SOURCE TEXT>
※

PERIPHERAL T-CELL LYMPHOMA
Patients with peripheral T-cell lymphoma have diffuse large cell or diffuse
mixed lymphoma that expresses a cell surface phenotype of a postthymic (or
peripheral) T-cell expressing CD4 or CD8, but not both together.
Peripheral T-cell lymphoma encompasses a group of heterogeneous nodal T-cell
lymphomas that will require future delineation. This includes the so-called
Lennert’s lymphoma, a T-cell lymphoma admixed with a preponderance of
lymphoepithelioid cells. Most investigators report worse response and survival
rates for patients with peripheral T-cell lymphomas than for patients with comparably staged B-cell aggressive
lymphomas.[140,141,142] Therapy involves doxorubicin-based combination
chemotherapy, which is also used for B-cell diffuse large cell lymphoma. Most patients present
with multiple adverse prognostic factors (i.e., older age, stage IV, multiple
extranodal sites, and elevated LDH), and these patients have a low (<20%)

※

Stored records>
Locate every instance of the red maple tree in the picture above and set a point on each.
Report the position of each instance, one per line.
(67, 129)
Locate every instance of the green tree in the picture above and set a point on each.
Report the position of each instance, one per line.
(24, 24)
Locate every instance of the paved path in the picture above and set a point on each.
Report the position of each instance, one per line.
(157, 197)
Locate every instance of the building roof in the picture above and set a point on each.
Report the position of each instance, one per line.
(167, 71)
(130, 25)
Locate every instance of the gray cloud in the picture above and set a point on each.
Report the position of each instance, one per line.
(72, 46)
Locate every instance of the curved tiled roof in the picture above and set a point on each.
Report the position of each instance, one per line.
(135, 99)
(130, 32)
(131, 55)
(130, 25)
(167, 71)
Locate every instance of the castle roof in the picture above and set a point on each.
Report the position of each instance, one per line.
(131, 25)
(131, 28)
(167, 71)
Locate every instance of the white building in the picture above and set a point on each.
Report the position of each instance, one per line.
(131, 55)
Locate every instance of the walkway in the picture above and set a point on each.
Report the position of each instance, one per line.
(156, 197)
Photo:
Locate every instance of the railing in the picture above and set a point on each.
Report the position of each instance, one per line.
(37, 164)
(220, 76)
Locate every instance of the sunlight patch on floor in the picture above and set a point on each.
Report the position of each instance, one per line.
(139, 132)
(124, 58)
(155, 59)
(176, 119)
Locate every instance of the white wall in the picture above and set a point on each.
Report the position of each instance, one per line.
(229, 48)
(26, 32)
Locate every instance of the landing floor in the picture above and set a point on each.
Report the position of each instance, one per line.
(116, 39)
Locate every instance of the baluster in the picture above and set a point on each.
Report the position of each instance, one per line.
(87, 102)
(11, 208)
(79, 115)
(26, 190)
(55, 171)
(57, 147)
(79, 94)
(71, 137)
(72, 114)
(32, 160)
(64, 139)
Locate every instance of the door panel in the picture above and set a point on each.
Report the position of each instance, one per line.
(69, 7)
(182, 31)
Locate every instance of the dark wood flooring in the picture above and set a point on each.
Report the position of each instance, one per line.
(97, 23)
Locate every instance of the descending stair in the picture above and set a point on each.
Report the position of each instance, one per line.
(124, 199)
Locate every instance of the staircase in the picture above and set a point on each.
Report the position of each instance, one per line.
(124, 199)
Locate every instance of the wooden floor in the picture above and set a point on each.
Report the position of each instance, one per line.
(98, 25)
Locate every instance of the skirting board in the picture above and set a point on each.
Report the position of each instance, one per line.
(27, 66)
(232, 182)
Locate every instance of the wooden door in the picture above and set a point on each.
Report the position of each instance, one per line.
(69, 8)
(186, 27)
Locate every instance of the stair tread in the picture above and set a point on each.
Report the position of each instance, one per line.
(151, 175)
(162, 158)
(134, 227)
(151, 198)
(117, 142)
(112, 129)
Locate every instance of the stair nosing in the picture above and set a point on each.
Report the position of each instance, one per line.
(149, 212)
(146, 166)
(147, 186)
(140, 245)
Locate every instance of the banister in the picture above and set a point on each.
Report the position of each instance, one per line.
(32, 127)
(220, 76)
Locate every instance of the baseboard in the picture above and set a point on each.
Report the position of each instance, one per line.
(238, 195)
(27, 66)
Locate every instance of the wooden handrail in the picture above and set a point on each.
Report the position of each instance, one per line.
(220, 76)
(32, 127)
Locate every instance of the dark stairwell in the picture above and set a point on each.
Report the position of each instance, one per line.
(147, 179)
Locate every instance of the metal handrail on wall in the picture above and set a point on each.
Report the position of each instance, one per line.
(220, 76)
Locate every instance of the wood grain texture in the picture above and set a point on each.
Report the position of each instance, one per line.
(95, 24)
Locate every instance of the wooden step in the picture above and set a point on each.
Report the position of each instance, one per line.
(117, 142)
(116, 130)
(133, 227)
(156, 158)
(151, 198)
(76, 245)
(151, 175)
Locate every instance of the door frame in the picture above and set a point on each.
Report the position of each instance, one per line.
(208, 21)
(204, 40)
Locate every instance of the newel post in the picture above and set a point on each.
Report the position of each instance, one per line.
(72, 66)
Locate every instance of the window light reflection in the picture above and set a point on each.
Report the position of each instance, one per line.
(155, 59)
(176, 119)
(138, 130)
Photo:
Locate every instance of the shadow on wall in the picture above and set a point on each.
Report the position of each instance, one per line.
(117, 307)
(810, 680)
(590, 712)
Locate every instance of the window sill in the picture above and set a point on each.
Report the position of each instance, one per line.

※

EXPLORE THE MATERIAL>
1. List the adverse prognostic factors that the passage on peripheral T-cell lymphoma gives for most patients.
2. Please copy the part of the passage on peripheral T-cell lymphoma word for word, starting with "Peripheral T-cell lymphoma encompasses" and going on through "a low (<20%)".

LIST OF SOLUTIONS>
1.
- older age
- stage IV
- multiple extranodal sites
- elevated LDH

2.
Peripheral T-cell lymphoma encompasses a group of heterogeneous nodal T-cell
lymphomas that will require future delineation. This includes the so-called
Lennert’s lymphoma, a T-cell lymphoma admixed with a preponderance of
lymphoepithelioid cells. Most investigators report worse response and survival
rates for patients with peripheral T-cell lymphomas than for patients with comparably staged B-cell aggressive
lymphomas.[140,141,142] Therapy involves doxorubicin-based combination
chemotherapy, which is also used for B-cell diffuse large cell lymphoma. Most patients present
with multiple adverse prognostic factors (i.e., older age, stage IV, multiple
extranodal sites, and elevated LDH), and these patients have a low (<20%)